DATA SECTION:
■ ■ ■ ■ ■ ■ ■

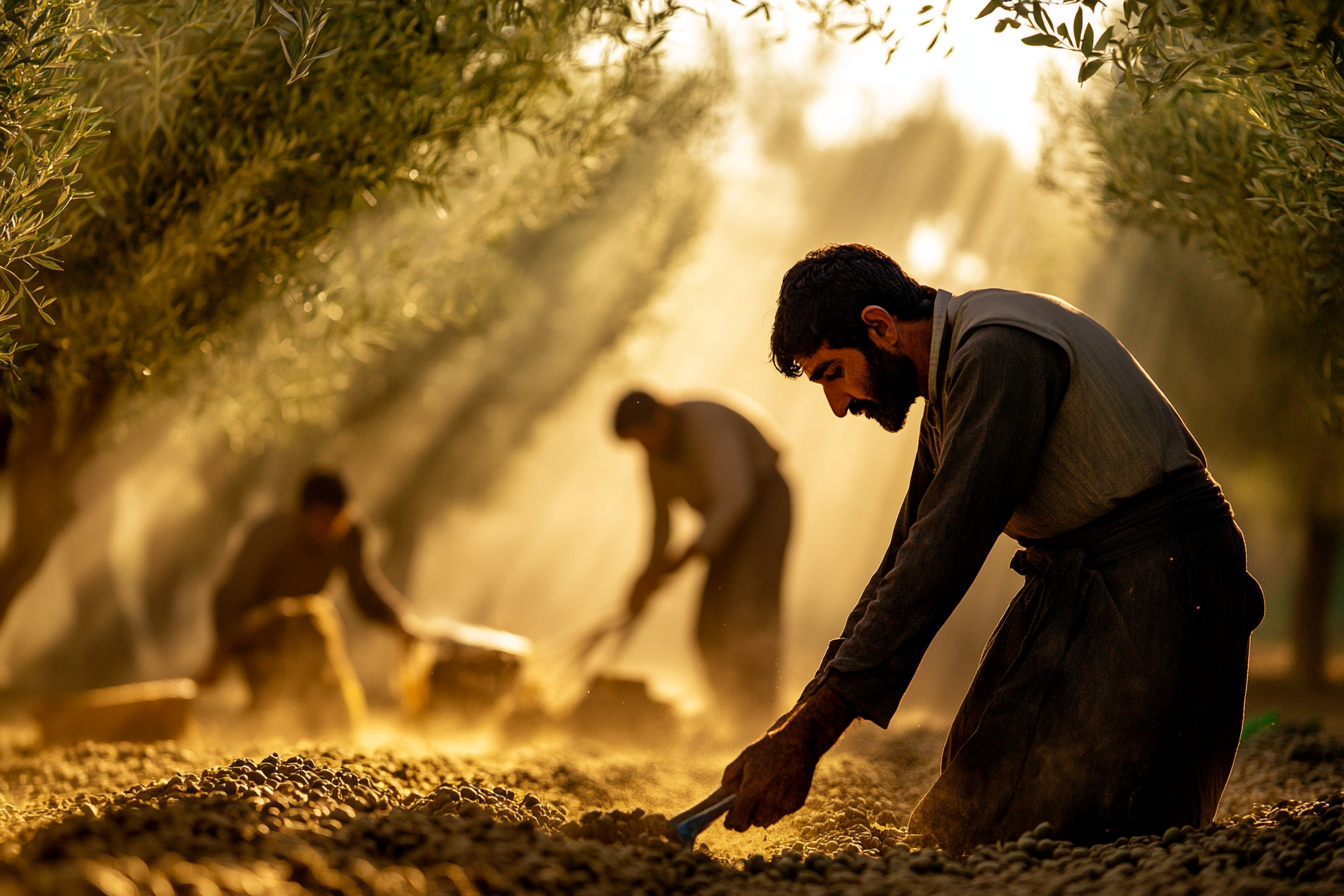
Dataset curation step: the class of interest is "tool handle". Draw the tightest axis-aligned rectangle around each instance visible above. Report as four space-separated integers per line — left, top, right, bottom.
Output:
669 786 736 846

■ ■ ■ ■ ■ ■ ■

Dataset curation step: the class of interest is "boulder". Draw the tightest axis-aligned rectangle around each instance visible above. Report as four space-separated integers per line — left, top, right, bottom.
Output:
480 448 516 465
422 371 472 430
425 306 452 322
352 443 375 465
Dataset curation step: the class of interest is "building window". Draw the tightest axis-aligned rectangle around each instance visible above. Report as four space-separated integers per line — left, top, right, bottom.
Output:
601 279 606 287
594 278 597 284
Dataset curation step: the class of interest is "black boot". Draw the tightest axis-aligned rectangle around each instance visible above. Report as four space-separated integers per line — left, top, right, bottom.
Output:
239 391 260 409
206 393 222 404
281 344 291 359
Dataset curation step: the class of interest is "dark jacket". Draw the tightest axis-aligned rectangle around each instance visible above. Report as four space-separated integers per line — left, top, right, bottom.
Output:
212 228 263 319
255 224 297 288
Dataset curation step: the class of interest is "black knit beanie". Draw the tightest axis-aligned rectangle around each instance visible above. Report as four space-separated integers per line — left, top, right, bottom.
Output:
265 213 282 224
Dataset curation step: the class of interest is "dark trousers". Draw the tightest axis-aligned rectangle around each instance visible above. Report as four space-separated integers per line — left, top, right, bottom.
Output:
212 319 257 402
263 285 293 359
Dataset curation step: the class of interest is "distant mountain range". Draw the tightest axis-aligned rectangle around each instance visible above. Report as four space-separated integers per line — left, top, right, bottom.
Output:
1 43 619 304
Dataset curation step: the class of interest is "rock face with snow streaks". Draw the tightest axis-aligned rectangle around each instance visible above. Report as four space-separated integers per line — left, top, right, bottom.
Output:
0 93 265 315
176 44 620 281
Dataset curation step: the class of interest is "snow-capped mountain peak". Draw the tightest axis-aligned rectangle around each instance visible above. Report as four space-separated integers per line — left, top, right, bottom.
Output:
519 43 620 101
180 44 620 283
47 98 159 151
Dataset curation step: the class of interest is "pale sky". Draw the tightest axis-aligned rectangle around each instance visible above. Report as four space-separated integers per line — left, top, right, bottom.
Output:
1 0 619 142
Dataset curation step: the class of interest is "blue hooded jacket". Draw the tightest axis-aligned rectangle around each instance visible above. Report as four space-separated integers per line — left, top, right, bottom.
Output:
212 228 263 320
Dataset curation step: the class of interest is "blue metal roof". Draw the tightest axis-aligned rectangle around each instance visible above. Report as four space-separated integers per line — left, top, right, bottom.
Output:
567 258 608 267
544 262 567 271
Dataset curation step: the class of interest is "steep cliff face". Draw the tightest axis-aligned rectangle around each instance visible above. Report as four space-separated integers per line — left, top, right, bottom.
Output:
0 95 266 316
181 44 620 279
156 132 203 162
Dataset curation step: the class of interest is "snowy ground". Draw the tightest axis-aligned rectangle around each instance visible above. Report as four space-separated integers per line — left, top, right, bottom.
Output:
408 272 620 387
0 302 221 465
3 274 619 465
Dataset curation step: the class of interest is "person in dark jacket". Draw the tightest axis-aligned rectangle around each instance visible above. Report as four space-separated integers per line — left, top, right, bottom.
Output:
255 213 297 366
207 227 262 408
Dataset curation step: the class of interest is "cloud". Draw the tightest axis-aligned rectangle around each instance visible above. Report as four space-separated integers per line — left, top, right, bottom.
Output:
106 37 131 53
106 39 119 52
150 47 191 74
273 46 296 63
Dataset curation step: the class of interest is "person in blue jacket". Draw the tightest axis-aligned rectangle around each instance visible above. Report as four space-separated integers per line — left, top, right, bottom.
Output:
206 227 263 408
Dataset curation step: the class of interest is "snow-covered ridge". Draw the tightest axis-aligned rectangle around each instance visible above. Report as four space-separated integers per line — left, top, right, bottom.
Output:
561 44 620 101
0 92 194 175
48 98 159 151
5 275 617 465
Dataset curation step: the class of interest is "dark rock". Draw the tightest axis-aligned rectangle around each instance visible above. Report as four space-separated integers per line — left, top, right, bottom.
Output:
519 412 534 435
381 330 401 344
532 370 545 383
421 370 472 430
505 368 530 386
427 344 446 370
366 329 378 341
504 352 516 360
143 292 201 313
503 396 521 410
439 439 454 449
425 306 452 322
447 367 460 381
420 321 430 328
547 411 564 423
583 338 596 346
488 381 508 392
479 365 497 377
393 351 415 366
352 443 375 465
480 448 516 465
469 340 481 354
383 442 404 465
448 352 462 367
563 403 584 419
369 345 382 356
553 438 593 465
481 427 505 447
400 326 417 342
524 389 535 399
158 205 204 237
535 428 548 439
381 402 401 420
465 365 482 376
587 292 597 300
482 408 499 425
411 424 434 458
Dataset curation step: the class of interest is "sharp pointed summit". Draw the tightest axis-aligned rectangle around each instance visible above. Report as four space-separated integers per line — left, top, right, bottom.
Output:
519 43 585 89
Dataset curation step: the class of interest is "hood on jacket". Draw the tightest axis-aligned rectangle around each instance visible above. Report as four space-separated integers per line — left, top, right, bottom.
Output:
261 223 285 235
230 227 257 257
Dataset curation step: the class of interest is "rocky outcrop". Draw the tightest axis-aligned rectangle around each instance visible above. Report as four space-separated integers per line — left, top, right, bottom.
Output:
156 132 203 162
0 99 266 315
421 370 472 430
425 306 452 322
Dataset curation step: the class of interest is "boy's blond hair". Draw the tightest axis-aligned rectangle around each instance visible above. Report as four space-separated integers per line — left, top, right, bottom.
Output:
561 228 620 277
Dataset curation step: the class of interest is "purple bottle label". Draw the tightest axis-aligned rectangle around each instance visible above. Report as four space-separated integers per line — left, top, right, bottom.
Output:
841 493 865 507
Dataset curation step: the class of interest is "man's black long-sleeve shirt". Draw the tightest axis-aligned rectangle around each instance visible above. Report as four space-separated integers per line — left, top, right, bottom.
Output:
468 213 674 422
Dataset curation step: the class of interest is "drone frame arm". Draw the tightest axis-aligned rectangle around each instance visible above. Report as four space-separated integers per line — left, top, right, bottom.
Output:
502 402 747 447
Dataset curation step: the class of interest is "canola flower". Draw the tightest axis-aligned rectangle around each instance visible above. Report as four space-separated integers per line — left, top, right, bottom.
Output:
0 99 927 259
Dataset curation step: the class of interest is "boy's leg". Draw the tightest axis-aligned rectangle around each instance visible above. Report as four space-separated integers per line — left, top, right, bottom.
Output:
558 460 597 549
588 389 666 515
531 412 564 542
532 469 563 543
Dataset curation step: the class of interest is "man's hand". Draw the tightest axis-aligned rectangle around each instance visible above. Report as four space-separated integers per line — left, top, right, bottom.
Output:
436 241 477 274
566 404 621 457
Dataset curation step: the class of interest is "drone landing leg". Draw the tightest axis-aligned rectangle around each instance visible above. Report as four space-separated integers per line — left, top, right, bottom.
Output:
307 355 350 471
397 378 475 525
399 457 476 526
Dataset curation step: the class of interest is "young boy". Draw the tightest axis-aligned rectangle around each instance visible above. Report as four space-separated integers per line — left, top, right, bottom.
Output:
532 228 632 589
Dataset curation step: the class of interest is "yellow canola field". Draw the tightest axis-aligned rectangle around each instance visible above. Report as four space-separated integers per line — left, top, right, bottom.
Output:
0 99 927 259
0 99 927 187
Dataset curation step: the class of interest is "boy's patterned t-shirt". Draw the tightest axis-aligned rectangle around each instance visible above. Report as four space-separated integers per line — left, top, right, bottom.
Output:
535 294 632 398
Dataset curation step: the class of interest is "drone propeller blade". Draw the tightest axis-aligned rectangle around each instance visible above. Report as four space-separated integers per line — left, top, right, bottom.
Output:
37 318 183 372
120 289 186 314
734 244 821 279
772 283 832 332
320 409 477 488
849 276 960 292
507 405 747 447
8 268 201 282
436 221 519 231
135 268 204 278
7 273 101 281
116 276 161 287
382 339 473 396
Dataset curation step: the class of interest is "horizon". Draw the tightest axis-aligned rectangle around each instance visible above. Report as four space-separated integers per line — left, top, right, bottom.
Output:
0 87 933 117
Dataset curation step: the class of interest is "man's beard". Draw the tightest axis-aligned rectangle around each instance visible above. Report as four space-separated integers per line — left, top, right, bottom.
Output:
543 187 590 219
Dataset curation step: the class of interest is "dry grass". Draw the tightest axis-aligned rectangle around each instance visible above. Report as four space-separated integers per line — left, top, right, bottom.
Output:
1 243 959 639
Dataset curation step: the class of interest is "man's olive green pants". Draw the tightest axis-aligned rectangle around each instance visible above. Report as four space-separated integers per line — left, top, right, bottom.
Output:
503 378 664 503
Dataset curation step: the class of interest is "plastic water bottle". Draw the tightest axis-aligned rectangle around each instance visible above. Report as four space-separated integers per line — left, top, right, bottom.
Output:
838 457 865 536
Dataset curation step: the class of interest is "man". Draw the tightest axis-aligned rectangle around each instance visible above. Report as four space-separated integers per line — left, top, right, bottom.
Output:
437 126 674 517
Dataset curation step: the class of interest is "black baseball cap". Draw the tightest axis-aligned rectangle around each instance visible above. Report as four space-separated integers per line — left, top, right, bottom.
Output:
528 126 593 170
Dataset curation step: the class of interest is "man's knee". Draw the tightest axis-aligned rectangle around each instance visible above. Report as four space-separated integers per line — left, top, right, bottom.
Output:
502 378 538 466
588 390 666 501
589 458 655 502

■ ■ ■ ■ ■ ■ ■

EXERCISE INSTRUCTIONS:
Copy out every line of the listing that includes the string "face".

ANSWER TO THIS TASK:
Dataset curation step: the class of interest is "rock face with snow streaks". Draw the tightest axis-aligned rectangle around each instance visible above. Report as four space-separated integers per line — left, top, right, bottom.
Dataset curation step: the class of interest is "steep cliff face". Draw the tightest axis-aligned rectangle around each instance visible above. Report as four space-separated integers per line — left, top, right, bottom.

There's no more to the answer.